### EXERCISES
A) Summarize the transcript below on farm welfare payments in two sentences.
B) According to the transcript below on farm welfare payments, how much off-farm income could farmers earn from 2005 before their welfare payment was affected?
C) List every person named in the transcript below on farm welfare payments.

--- Start EXTRACTED TEXT ---

Thur sday 27 September 2007

Academic says welfare payments to farmers are unfair

 

TONY EASTLEY: Well despite some optimism among some producers, the drought, the Government says, is exception al, and as such, special assistance applies. 

 

But an ANU (Australian National University) researcher says farmers are being better treated than other battling Australians and she can't see why. 

 

The Federal Government's $714 million drought assistance package allows farmers to earn $20,000 off farm, before their welfare payment is affected. 

 

The ANU's Dr Linda Botterill claims that's a generous threshold amount, roughly twelve times what's imposed on others receiving welfare benefits. 

 

Here's Samantha Donovan. 

 

SAMANTHA DONOVAN: Dr Linda Botterill from the Australian National University specialises in drought policy and farm poverty. 

 

She says that when the Exceptional Circumstances Relief Payment was first introduced, farmers were paid at the same rate as other welfare recipients with the same income and assets test, although the family farm wasn't included in the test.  

 

But from 2005 farmers were allowed to earn $10,000 in off farm income before their welfare payment was affected. 

 

Dr Botterill is astounded that that amount has been doubled this week. She says that's about 12 times the amount other Australians are allowed to earn before their welfare payment is decreased. 

 

LINDA BOTTERILL: I don't understand the rationale for allowing them to earn an additional $20,000 a year and then receive a full welfare payment on top of that. If the welfare payment is intended to be that, it seems to me that it is only reasonable that it be offered to farmers on welfare at the same rate that it's offered to others in the community.

--- End EXTRACTED TEXT ---
--- Start DATASET EXTRACT ---

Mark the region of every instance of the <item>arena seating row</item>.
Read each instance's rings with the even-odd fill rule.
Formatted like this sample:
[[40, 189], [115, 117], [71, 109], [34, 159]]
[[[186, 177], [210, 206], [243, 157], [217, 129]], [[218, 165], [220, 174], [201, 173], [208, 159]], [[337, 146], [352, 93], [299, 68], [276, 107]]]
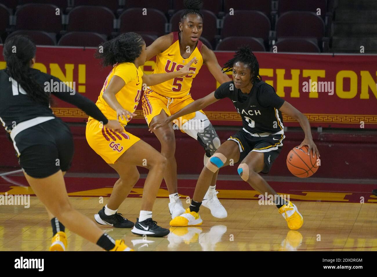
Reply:
[[[1, 3], [12, 2], [1, 1]], [[44, 2], [41, 0], [35, 1]], [[75, 5], [78, 3], [80, 5], [71, 7], [70, 9], [68, 3], [72, 3], [72, 0], [50, 1], [56, 2], [56, 5], [51, 4], [25, 3], [30, 2], [26, 0], [18, 1], [23, 5], [15, 6], [14, 15], [12, 14], [13, 10], [0, 5], [0, 40], [1, 37], [5, 39], [10, 34], [14, 34], [15, 32], [16, 34], [23, 32], [28, 33], [28, 34], [35, 40], [37, 44], [94, 46], [98, 45], [98, 42], [106, 41], [119, 34], [134, 31], [142, 34], [147, 45], [149, 45], [158, 36], [170, 31], [178, 31], [178, 22], [182, 12], [181, 10], [176, 11], [168, 21], [166, 14], [157, 9], [148, 8], [147, 14], [143, 15], [144, 11], [142, 8], [128, 8], [139, 5], [142, 6], [144, 2], [146, 2], [146, 6], [150, 7], [153, 6], [153, 3], [155, 4], [157, 1], [151, 1], [150, 3], [149, 1], [127, 0], [125, 2], [124, 8], [120, 14], [114, 13], [113, 11], [115, 9], [120, 11], [119, 7], [121, 6], [120, 4], [122, 0], [112, 2], [118, 3], [117, 5], [114, 4], [113, 6], [109, 6], [112, 3], [111, 1], [75, 0]], [[165, 2], [171, 4], [170, 1]], [[223, 7], [225, 10], [230, 6], [228, 4], [231, 5], [230, 2], [226, 0], [224, 2], [222, 0], [205, 1], [205, 3], [215, 2], [219, 3], [216, 6]], [[66, 6], [63, 5], [63, 2], [67, 2]], [[108, 6], [83, 5], [88, 2], [98, 3], [102, 2], [107, 3]], [[161, 2], [164, 3], [164, 1]], [[240, 8], [244, 8], [245, 6], [248, 5], [247, 3], [249, 2], [242, 2], [247, 3], [241, 5]], [[252, 2], [254, 3], [254, 1]], [[314, 11], [291, 11], [281, 13], [278, 17], [272, 16], [274, 20], [271, 20], [271, 17], [266, 15], [266, 11], [268, 9], [262, 9], [262, 4], [256, 5], [257, 3], [269, 3], [268, 6], [271, 8], [275, 2], [265, 0], [256, 1], [254, 3], [254, 8], [258, 7], [263, 11], [235, 9], [234, 15], [227, 13], [221, 18], [218, 18], [218, 16], [223, 9], [219, 8], [217, 11], [215, 8], [216, 5], [214, 4], [211, 8], [215, 12], [208, 10], [202, 10], [205, 27], [203, 28], [202, 40], [210, 49], [218, 50], [232, 50], [229, 47], [232, 46], [231, 42], [234, 38], [231, 37], [238, 37], [237, 41], [240, 40], [245, 41], [245, 43], [249, 42], [252, 46], [255, 46], [256, 48], [253, 48], [255, 51], [268, 51], [274, 45], [288, 46], [284, 52], [297, 52], [297, 49], [302, 49], [305, 50], [307, 46], [308, 46], [307, 51], [303, 52], [327, 51], [329, 40], [326, 37], [326, 21], [324, 21], [322, 16], [317, 15]], [[295, 1], [290, 0], [289, 3]], [[303, 2], [310, 3], [313, 2], [300, 0], [298, 3]], [[288, 3], [285, 0], [279, 1], [278, 6], [282, 8], [274, 11], [277, 12], [276, 14], [282, 13], [288, 9]], [[174, 1], [174, 3], [175, 6], [169, 4], [167, 6], [180, 8], [179, 5], [181, 4], [178, 3], [183, 5], [183, 1]], [[326, 1], [324, 1], [323, 4], [323, 8], [325, 11], [327, 5]], [[208, 4], [205, 4], [204, 8], [206, 5]], [[235, 9], [238, 8], [238, 5], [233, 5]], [[296, 9], [299, 8], [305, 9], [304, 8], [306, 7], [314, 10], [315, 6], [319, 6], [319, 4], [313, 5], [311, 8], [309, 4], [306, 6], [298, 4], [296, 7]], [[63, 13], [57, 15], [56, 9], [58, 6], [61, 7], [61, 8], [65, 11], [69, 10], [69, 11], [66, 14]], [[161, 7], [163, 7], [164, 5], [159, 6], [161, 9]], [[172, 10], [168, 9], [168, 11]], [[321, 14], [323, 14], [323, 12], [321, 12]], [[118, 15], [116, 16], [117, 14]], [[271, 14], [270, 14], [270, 15]], [[80, 33], [78, 32], [83, 32], [81, 33], [81, 36]], [[292, 40], [297, 43], [291, 43], [290, 41]], [[290, 44], [290, 48], [289, 47]], [[286, 48], [287, 47], [284, 46], [284, 49]], [[283, 51], [280, 49], [279, 51]], [[303, 51], [300, 50], [300, 52]]]

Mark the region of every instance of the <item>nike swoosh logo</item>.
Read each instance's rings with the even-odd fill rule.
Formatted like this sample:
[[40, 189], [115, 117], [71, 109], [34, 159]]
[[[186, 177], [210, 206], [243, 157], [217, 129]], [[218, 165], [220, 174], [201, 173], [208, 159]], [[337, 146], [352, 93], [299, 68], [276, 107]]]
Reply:
[[141, 224], [140, 224], [140, 223], [139, 223], [139, 225], [140, 225], [140, 226], [141, 226], [141, 227], [142, 227], [142, 228], [143, 228], [143, 229], [144, 229], [144, 230], [145, 230], [146, 231], [148, 231], [148, 229], [149, 229], [149, 226], [147, 226], [147, 228], [146, 228], [146, 228], [145, 228], [145, 227], [144, 227], [144, 226], [143, 226], [143, 225], [142, 225]]
[[103, 219], [102, 219], [102, 220], [103, 220], [103, 222], [105, 222], [105, 223], [107, 223], [107, 224], [109, 224], [109, 225], [111, 225], [112, 226], [114, 226], [114, 224], [110, 224], [109, 222], [106, 222], [106, 221], [105, 221], [105, 220], [103, 220]]

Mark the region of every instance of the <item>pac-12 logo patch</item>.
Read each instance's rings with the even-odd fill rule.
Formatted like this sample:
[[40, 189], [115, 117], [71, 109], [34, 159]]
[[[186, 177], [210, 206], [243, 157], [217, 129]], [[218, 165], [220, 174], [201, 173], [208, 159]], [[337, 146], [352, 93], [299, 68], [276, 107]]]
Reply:
[[118, 152], [121, 152], [122, 150], [123, 150], [123, 146], [121, 146], [120, 149], [119, 146], [120, 146], [120, 144], [115, 143], [115, 141], [112, 141], [110, 142], [110, 144], [109, 145], [109, 146], [110, 147], [110, 148], [112, 148], [113, 150], [114, 151], [116, 151]]

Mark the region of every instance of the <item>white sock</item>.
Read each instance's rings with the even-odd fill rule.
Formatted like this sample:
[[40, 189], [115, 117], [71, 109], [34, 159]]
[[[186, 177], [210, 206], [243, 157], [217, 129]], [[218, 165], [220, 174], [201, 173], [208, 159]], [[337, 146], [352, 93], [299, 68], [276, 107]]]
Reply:
[[152, 212], [150, 211], [140, 211], [139, 216], [139, 222], [144, 221], [149, 218], [152, 218]]
[[178, 194], [178, 192], [173, 193], [173, 194], [169, 194], [169, 199], [170, 199], [170, 202], [171, 202], [172, 200], [175, 199], [176, 197], [177, 196], [178, 196], [178, 197], [179, 196], [179, 195]]
[[107, 208], [107, 205], [105, 206], [105, 214], [107, 216], [112, 216], [113, 214], [115, 214], [117, 211], [118, 211], [118, 209], [115, 210], [110, 210]]

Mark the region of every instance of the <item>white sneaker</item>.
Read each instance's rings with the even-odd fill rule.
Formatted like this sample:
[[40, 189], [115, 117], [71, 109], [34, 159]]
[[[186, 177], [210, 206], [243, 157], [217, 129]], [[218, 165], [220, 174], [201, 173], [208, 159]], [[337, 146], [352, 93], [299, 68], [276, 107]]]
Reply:
[[186, 211], [182, 206], [182, 202], [178, 194], [176, 196], [170, 199], [170, 203], [169, 203], [169, 210], [172, 219], [180, 216]]
[[217, 218], [225, 218], [228, 216], [227, 210], [225, 209], [217, 198], [218, 191], [215, 188], [210, 188], [207, 191], [204, 198], [202, 202], [204, 206], [211, 210], [211, 214]]

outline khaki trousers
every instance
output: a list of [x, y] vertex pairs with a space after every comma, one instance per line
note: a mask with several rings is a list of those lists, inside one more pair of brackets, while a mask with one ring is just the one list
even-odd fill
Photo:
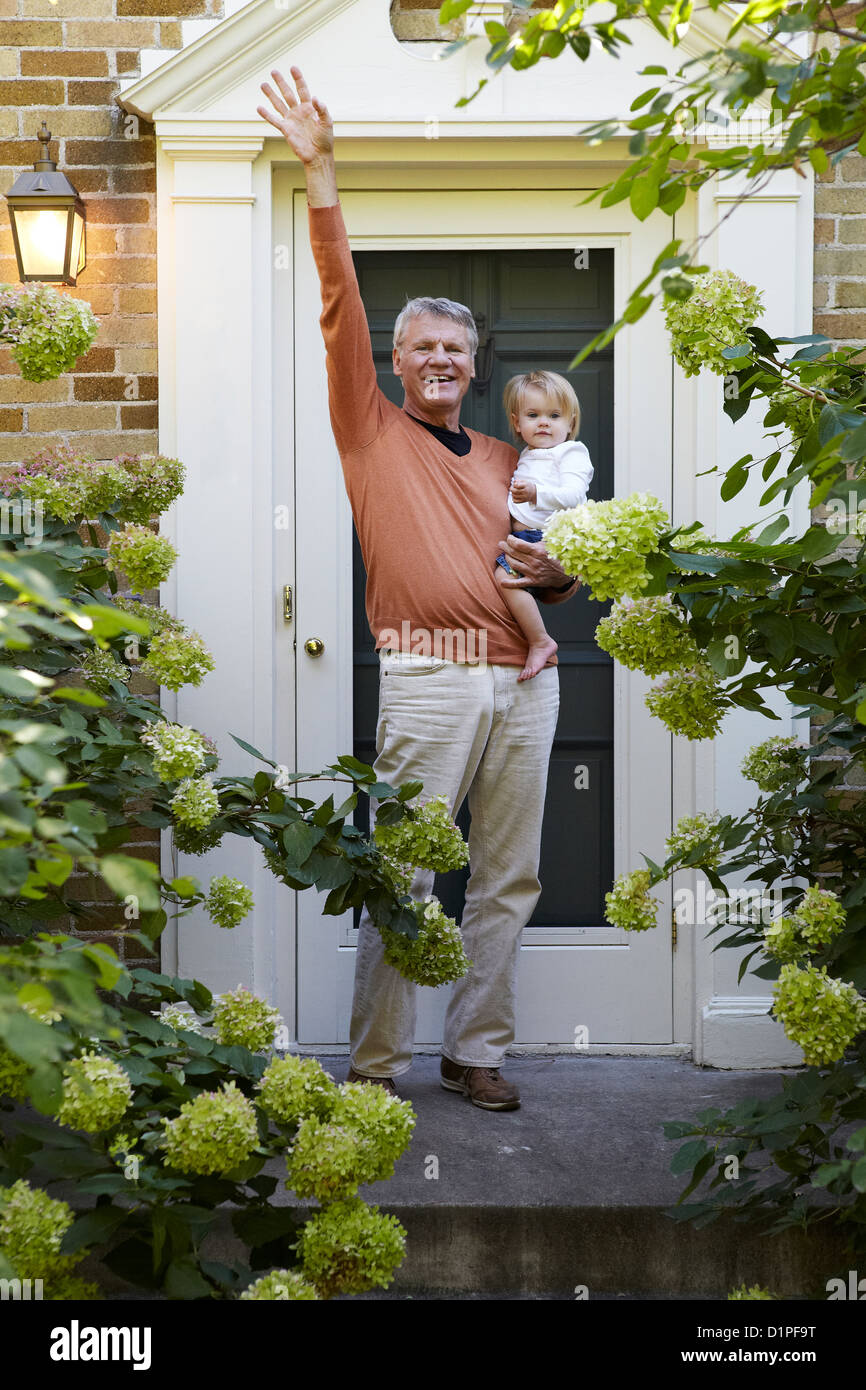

--- End DATASET EXTRACT ---

### OUTPUTS BY TASK
A) ANU researcher Dr Linda Botterill argues that the Federal Government's $714 million drought assistance package treats farmers better than other Australians on welfare, because it lets them earn $20,000 off farm before their payment is affected. She says this threshold, doubled from the $10,000 allowed since 2005, is about twelve times what applies to other welfare recipients, and she cannot see the rationale for it.

B) $10,000

C)
- Tony Eastley
- Dr Linda Botterill
- Samantha Donovan